[Entries from a point annotation set]
###
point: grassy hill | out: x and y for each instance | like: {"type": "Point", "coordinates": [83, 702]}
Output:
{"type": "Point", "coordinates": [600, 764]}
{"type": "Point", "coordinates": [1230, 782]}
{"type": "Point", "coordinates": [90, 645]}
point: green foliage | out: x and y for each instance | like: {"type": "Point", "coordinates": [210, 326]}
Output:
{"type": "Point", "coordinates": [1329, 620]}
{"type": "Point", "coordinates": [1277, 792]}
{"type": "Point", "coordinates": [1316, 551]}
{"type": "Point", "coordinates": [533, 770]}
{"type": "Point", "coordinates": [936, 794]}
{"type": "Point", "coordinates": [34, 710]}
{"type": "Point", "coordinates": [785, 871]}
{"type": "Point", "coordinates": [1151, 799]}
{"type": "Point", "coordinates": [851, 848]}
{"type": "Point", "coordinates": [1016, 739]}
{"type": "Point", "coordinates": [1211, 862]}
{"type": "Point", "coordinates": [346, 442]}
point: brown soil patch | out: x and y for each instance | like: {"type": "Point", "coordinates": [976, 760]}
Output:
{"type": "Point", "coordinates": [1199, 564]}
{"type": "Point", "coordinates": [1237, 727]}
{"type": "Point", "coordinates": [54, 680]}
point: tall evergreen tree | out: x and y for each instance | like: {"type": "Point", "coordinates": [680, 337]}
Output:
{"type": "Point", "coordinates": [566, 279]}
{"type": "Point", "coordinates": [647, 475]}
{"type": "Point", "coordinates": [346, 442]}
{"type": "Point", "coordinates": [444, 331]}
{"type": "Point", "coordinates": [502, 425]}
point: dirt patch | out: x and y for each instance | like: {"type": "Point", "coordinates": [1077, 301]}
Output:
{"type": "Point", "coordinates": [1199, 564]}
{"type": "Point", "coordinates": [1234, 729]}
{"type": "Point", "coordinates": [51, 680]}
###
* Your instructions
Please transcribe all of the data above line for line, with no changes.

* The reply
point: grassy hill | out: x and y for each instance | like: {"type": "Point", "coordinates": [83, 702]}
Output:
{"type": "Point", "coordinates": [600, 764]}
{"type": "Point", "coordinates": [1230, 782]}
{"type": "Point", "coordinates": [90, 645]}
point: green foliage | out: x and y for each instance | like: {"type": "Point", "coordinates": [210, 326]}
Output:
{"type": "Point", "coordinates": [1329, 620]}
{"type": "Point", "coordinates": [1277, 792]}
{"type": "Point", "coordinates": [1316, 551]}
{"type": "Point", "coordinates": [533, 770]}
{"type": "Point", "coordinates": [936, 794]}
{"type": "Point", "coordinates": [34, 710]}
{"type": "Point", "coordinates": [785, 871]}
{"type": "Point", "coordinates": [1151, 799]}
{"type": "Point", "coordinates": [851, 848]}
{"type": "Point", "coordinates": [1016, 739]}
{"type": "Point", "coordinates": [1211, 862]}
{"type": "Point", "coordinates": [346, 442]}
point: brown soil patch | out: x and y for each instance | like: {"type": "Point", "coordinates": [976, 760]}
Output:
{"type": "Point", "coordinates": [1199, 564]}
{"type": "Point", "coordinates": [1237, 727]}
{"type": "Point", "coordinates": [54, 680]}
point: tall evergreen tree | out: x and y for each instance | like: {"type": "Point", "coordinates": [680, 337]}
Output:
{"type": "Point", "coordinates": [566, 279]}
{"type": "Point", "coordinates": [647, 475]}
{"type": "Point", "coordinates": [346, 442]}
{"type": "Point", "coordinates": [444, 331]}
{"type": "Point", "coordinates": [502, 425]}
point: dirt patch | out: x and y for each instance | like: {"type": "Point", "coordinates": [1077, 301]}
Output:
{"type": "Point", "coordinates": [1199, 564]}
{"type": "Point", "coordinates": [1234, 729]}
{"type": "Point", "coordinates": [51, 680]}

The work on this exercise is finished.